OBJECTIVE. Skip the pictures. Copy all the rest of the records down exactly.

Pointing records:
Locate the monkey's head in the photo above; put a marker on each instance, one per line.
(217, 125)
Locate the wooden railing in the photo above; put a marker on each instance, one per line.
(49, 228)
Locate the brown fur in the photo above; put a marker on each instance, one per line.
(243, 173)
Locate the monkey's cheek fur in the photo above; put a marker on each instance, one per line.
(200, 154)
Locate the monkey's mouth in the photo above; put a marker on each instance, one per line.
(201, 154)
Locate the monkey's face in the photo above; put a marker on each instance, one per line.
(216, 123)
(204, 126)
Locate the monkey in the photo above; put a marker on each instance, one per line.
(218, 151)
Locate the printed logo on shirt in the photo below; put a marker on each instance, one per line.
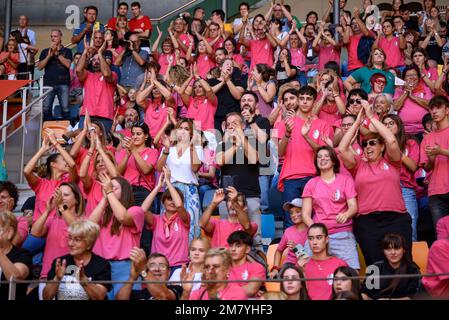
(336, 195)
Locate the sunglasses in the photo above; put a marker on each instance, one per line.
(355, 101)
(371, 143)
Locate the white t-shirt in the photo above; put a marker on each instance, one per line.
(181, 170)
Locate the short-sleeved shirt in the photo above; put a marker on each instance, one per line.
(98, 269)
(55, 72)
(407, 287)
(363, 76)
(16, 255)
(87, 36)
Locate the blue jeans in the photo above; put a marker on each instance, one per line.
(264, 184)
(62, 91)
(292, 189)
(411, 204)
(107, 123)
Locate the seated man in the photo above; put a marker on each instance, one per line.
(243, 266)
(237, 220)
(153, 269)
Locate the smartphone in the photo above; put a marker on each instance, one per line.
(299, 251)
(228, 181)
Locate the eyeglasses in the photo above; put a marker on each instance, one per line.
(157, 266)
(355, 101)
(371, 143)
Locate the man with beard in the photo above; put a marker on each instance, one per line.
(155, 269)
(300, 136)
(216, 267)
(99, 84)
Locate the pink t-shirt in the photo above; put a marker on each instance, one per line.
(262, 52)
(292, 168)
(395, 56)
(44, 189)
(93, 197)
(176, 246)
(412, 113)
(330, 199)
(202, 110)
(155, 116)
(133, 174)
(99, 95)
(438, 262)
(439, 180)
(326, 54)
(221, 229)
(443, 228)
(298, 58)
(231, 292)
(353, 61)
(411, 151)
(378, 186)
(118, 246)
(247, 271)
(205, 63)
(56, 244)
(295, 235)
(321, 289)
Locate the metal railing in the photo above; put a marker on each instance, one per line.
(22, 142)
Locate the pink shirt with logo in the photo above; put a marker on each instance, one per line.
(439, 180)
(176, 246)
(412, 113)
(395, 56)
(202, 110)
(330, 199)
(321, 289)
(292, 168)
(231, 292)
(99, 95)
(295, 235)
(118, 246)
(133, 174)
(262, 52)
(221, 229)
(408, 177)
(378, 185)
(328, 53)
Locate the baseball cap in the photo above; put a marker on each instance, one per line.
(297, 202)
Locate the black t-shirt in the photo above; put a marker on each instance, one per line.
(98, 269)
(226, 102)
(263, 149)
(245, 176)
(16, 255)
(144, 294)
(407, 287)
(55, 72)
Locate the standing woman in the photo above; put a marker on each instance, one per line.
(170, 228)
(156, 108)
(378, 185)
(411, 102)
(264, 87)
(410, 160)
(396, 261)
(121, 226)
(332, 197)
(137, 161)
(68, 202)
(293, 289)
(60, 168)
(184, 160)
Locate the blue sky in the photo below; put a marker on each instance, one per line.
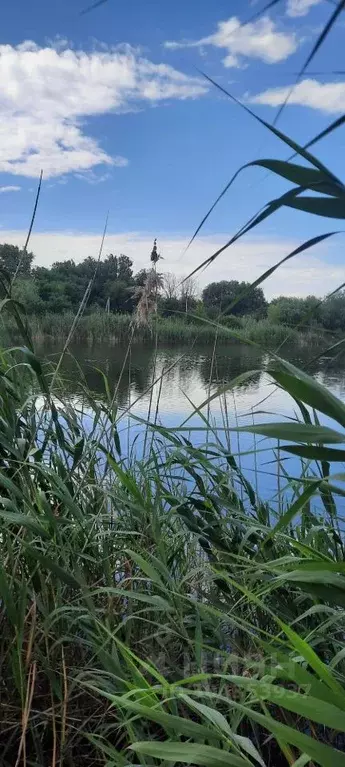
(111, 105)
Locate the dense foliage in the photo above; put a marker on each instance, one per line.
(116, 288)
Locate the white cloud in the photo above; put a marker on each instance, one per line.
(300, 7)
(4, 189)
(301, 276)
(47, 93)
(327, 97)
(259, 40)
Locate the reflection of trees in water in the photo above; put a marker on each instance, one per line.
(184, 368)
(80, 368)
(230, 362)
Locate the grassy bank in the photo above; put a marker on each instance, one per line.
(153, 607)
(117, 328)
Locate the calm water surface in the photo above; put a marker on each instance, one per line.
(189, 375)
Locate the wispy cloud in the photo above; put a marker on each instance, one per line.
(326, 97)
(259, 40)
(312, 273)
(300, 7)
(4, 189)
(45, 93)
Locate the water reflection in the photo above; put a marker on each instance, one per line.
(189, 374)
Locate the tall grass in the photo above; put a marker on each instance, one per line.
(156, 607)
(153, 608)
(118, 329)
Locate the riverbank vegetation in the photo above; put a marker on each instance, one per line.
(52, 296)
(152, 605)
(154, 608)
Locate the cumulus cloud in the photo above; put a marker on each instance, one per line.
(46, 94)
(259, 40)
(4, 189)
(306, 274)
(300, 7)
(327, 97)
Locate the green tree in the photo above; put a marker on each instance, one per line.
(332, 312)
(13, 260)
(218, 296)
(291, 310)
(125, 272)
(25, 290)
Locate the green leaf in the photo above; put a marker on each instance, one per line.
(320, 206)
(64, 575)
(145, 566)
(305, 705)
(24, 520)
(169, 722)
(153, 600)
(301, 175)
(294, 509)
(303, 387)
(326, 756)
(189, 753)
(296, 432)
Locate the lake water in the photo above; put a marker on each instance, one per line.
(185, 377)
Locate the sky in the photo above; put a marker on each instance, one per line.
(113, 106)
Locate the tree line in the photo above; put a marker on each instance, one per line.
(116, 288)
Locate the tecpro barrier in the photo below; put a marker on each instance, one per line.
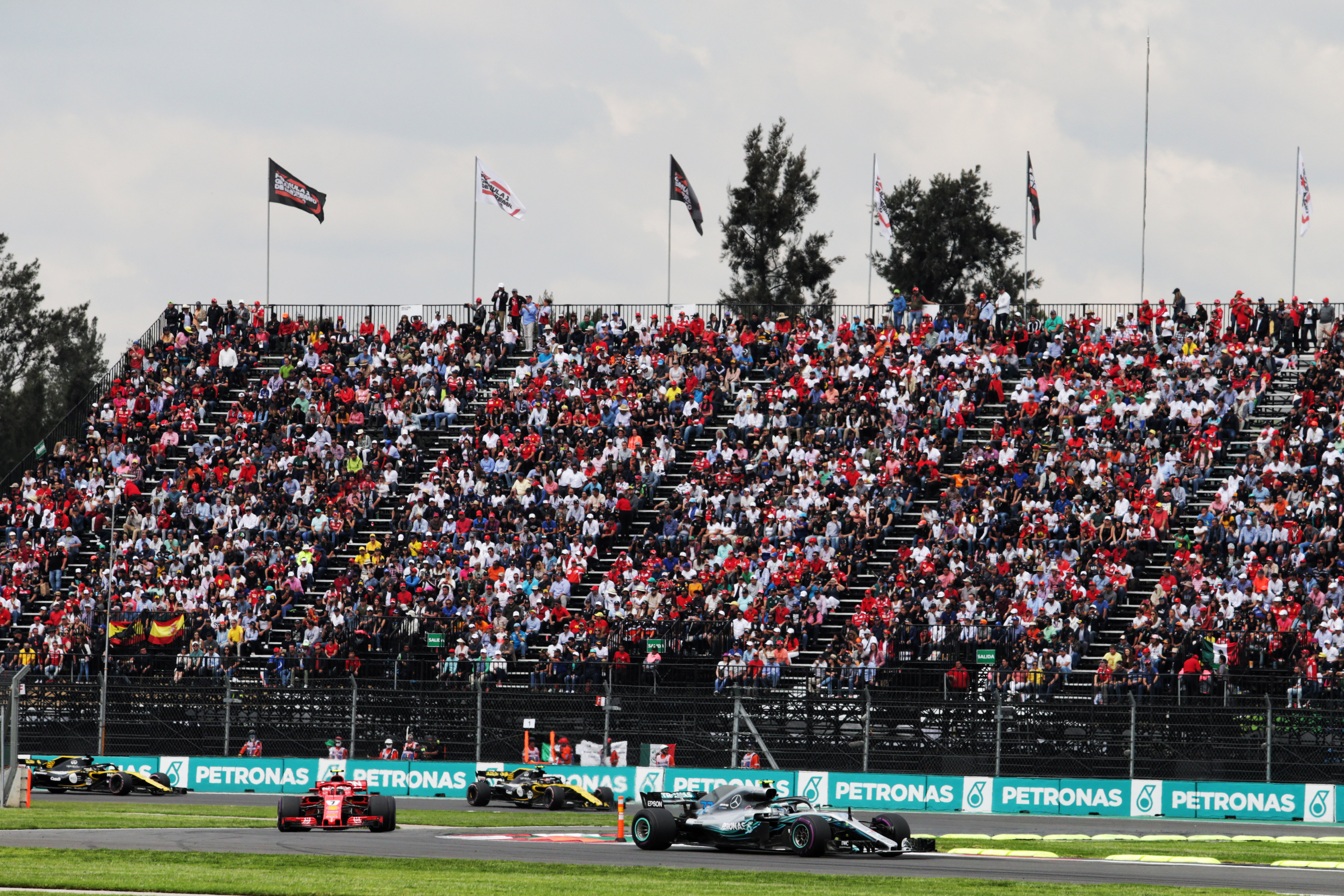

FINAL ANSWER.
Locate the monkey's head in the photo above; put a marker on each instance, one per line.
(217, 125)
Locate the wooden railing in the photo above; put a marker on each instance, one per line.
(49, 228)
Locate the brown fur in the photo above; put a marker on each instance, one per line.
(243, 173)
Locate the monkey's cheek fur in the photo above; put a marker on each instance, one per line.
(200, 154)
Locate the monkey's mouth in the photo above; put a marker on each instance, one per line.
(201, 154)
Locate the monkey's face in the photo above; put a marker on each instance, one per line.
(216, 123)
(204, 126)
Locate the monkey in the photo above; put a marker on each instance, one per line.
(218, 151)
Locate the printed logo on shirt in the photo below; put a marker on each instance, one per line.
(336, 195)
Locate the sunglasses in the photo above; put a marker on each instance, one per line.
(355, 101)
(371, 143)
Locate the white t-shirt in the photo above; put a marker on each instance, one per line.
(181, 170)
Locate the short-sleeved shirt in the photo above; put a marker on each instance, one per line.
(98, 269)
(55, 72)
(407, 287)
(363, 76)
(16, 255)
(87, 36)
Locate the blue jeans in the photo above; put a marker on each instance, one per line.
(264, 184)
(62, 91)
(292, 189)
(411, 204)
(107, 123)
Locate the seated man in the photo above; put a marker on each instance, one per line.
(243, 266)
(237, 220)
(153, 269)
Locate the smartphone in the photo above; put a marker on each instance, one per line.
(299, 251)
(228, 181)
Locate the eyeglasses in the photo above; put a marker on each instance, one per line.
(157, 266)
(355, 101)
(371, 143)
Locate the man with beard in the photo above; put a marker on each instance, one per line.
(155, 269)
(300, 136)
(216, 267)
(99, 84)
Locate the pink t-shirt in the photo above; put a marker on each instance, one per line.
(262, 52)
(292, 168)
(395, 56)
(44, 189)
(93, 197)
(176, 246)
(412, 113)
(330, 199)
(202, 110)
(155, 116)
(133, 174)
(99, 95)
(438, 262)
(439, 180)
(326, 54)
(221, 229)
(443, 228)
(298, 58)
(231, 292)
(353, 61)
(411, 151)
(378, 186)
(118, 246)
(247, 271)
(205, 63)
(56, 244)
(295, 235)
(321, 289)
Locate the metal railing in the photo above; put a marker on each instance, one per line.
(22, 142)
Locate the pink shirt with logo in the photo above; put a marker on each instance, one per line.
(439, 180)
(176, 246)
(412, 113)
(395, 56)
(202, 110)
(330, 199)
(321, 289)
(292, 168)
(231, 292)
(99, 95)
(295, 235)
(118, 246)
(133, 174)
(262, 52)
(221, 229)
(408, 177)
(378, 185)
(328, 53)
Locate the baseball cap in the photo above; put a marker on each instance, one per line.
(297, 202)
Locate the black t-shirt in the photo above; put a marker on each instance, one per line.
(98, 269)
(226, 102)
(263, 149)
(245, 176)
(16, 255)
(144, 294)
(407, 287)
(55, 72)
Locate the standing woman in the photo above; put a marker on each instance, one per line.
(170, 228)
(156, 108)
(378, 185)
(411, 102)
(264, 87)
(410, 160)
(396, 261)
(121, 226)
(332, 197)
(137, 161)
(68, 202)
(293, 289)
(60, 168)
(184, 160)
Locate the blue sky in the photo below; put a marker on each instance, one per line.
(111, 105)
Locate the dense foliage in the photo above; put a marker on each instance, one per line.
(116, 288)
Locate the white cloud in the photo above; put a marker on each instance, one per line.
(300, 7)
(4, 189)
(301, 276)
(47, 93)
(327, 97)
(259, 40)
Locate the reflection of trees in water in the photo above; put a marker on each instance, one per line.
(184, 368)
(80, 368)
(230, 362)
Locate the grassy bank in the photo above; put a marker on each instance, one per line.
(153, 607)
(117, 328)
Locate the calm water surface in the photo above; put a marker on each instance, one per line.
(189, 375)
Locate the wispy cloud in the photo above; put a marker on each instance, one per line.
(326, 97)
(259, 40)
(312, 273)
(300, 7)
(4, 189)
(45, 93)
Locate the water reflection in the photo above; put a marker on each instance, one per line.
(189, 374)
Locate the tall grass in the photo above; put a marker on each instance, one per line.
(156, 607)
(153, 608)
(118, 329)
Locate the riverbank vegetation in the photo above; put a marker on each instance, one per line.
(52, 296)
(152, 605)
(154, 608)
Locate the cumulus cloud in the photo above; put a marker on each instance, one per line.
(46, 94)
(259, 40)
(4, 189)
(306, 274)
(300, 7)
(327, 97)
Locate the green tree in the photo above; put a marker on each instance, one per line.
(332, 312)
(13, 260)
(218, 296)
(291, 310)
(125, 272)
(25, 290)
Locate the green leaf in the photo above; put a marker on each instance, one per line.
(320, 206)
(64, 575)
(145, 566)
(305, 705)
(24, 520)
(169, 722)
(153, 600)
(301, 175)
(294, 509)
(303, 387)
(326, 756)
(189, 753)
(296, 432)
Locate the lake water in the photo above; put a marker on each instance, one per line.
(185, 377)
Locate the sky in the photo above; put a marker on each instance, one per line.
(113, 106)
Locate the tree line in the photo above; put a marker on each instance, one per line.
(116, 288)
Locate the tecpro barrier in the photo below; put a marker on each instance, one per line.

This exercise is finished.